◆ Exercise goal
Exact repetition is required: reproduce every line of the data.
=== Material to process ===
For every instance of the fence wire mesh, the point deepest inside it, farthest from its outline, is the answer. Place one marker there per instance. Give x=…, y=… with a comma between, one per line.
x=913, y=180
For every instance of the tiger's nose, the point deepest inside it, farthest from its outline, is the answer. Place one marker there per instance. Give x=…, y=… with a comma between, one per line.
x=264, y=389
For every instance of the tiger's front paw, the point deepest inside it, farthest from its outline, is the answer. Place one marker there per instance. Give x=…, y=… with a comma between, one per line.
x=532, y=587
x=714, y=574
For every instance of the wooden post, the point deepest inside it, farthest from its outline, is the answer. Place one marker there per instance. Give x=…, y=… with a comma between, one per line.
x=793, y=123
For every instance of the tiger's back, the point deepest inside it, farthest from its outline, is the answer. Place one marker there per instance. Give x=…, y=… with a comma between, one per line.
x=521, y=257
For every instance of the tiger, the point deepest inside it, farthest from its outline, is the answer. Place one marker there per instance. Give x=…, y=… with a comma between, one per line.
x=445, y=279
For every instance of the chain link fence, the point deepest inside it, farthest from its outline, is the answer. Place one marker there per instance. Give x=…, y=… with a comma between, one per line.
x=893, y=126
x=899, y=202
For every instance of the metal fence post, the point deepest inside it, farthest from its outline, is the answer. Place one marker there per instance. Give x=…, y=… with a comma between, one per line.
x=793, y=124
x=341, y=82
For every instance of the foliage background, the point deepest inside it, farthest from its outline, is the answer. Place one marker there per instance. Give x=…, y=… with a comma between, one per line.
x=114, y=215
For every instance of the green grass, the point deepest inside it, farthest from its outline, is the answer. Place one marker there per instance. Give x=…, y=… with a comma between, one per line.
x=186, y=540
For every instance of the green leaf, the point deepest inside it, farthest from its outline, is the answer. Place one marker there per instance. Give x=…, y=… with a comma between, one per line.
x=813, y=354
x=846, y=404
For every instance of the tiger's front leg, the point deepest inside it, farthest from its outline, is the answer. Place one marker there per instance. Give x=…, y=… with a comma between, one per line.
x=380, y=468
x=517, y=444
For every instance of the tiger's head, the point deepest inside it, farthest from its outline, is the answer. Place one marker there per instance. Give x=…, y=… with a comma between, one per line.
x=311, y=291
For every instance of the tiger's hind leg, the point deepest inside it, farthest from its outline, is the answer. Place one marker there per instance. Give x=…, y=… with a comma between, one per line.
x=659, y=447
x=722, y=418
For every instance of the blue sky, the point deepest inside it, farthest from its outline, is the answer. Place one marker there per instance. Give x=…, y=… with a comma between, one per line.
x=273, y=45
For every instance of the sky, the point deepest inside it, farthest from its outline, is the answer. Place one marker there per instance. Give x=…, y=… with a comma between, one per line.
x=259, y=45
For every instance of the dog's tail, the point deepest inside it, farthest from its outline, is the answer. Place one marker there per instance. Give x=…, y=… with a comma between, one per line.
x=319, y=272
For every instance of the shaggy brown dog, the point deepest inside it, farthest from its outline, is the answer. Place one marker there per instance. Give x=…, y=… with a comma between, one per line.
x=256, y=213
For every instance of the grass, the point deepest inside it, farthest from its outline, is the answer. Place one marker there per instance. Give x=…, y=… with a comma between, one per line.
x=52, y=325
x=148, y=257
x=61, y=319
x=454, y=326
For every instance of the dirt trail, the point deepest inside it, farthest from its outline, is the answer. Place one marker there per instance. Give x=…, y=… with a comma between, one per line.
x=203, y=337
===
◆ Response to the task
For every instance of the fence wire mesh, the point deepest inside it, farthest from its outline, is the answer. Place one marker there per instance. Give x=…, y=… with a comma between, one per line.
x=913, y=180
For every instance of the tiger's nose, the point deepest inside it, farthest from its outline, is the answer. Place one marker there per instance. Give x=…, y=… with a comma between, one per line.
x=264, y=389
For every instance of the tiger's front paw, the point deepest inside it, farthest from its outline, is the answer. Place one marker there per instance. Give x=…, y=… with a comma between, one per line.
x=532, y=587
x=714, y=574
For every instance of the wooden post, the point deepest inside it, farthest from its outline, is the answer. Place one marker there per instance. Give x=…, y=… with a comma between, one per line.
x=793, y=123
For every instance of the tiger's back, the point deepest inside it, farthest from its outline, is the answer. Place one marker there per instance. Give x=…, y=… with a comma between, one per line.
x=521, y=257
For every instance of the tiger, the point deepest inside it, farthest from its outline, is the answer. Place one marker there per instance. Give x=…, y=… with a comma between, one per line.
x=445, y=279
For every instance of the chain link fence, the point deepest inside it, farthest from its outline, is the answer. Place one marker there per instance. Give x=…, y=… with a comma between, one per line.
x=893, y=126
x=899, y=202
For every instance of the metal fence post, the point deepest inside it, farthest from its outline, is the answer. Place one marker there per instance. Give x=…, y=… with a comma between, one per line.
x=793, y=124
x=341, y=82
For every instance of the foliage background, the point deepest inside it, farthest from its outline, is the answer. Place one marker there per instance. Give x=…, y=… with a comma between, one per line.
x=114, y=215
For every instance of the green grass, the point deepest inside it, farthest from its outline, is the answer. Place one marker there per instance. Give x=…, y=… with a comma between, one per line.
x=186, y=540
For every instance of the green leaf, the point deepest inside it, farthest from its outline, is the answer. Place one marker there per instance. Give x=…, y=… with a comma between, one per line.
x=813, y=354
x=846, y=404
For every instance of the tiger's front leg, the point deepest inside it, farthest from its outline, is the answer. Place one marker there per instance. Give x=…, y=… with a comma between, one per line.
x=380, y=468
x=517, y=444
For every instance of the tiger's head, the point deepest inside it, farthest from its outline, is the answer. Place one marker there per instance. Give x=…, y=… with a comma between, one per line.
x=311, y=291
For every instance of the tiger's hind leg, the point deepest inside it, farthest from its outline, is the answer. Place one marker there per instance. Give x=…, y=… with a comma between, one per line.
x=659, y=447
x=722, y=418
For every instance of the blue sky, the point deepest inside it, farthest from its outline, is the answer. Place one marker there per instance. Give x=…, y=… with a comma between, one per line.
x=273, y=45
For every instance of the sky, the point deepest inside it, farthest from its outline, is the answer. Place one marker there per instance. Give x=…, y=… with a comma between, one per line.
x=259, y=45
For every instance of the dog's tail, the point deepest inside it, farthest from its outline, is the answer. Place one marker there per instance. Give x=…, y=… with a comma between, one per line.
x=319, y=272
For every instance of the shaggy brown dog, the point deepest inside it, farthest from its outline, is the answer. Place one marker there per instance. Give x=…, y=… with a comma between, one per line.
x=256, y=213
For every instance of the grass, the point deepest inside it, farthest from its outline, is the answer. Place one marker there per instance. Give x=…, y=… with a comma between, one per line.
x=52, y=325
x=148, y=257
x=61, y=319
x=454, y=326
For every instance of the dirt trail, the point deepest inside it, farthest from its outline, is the answer. Place one marker there per instance. Give x=…, y=… with a comma between, one per line.
x=203, y=337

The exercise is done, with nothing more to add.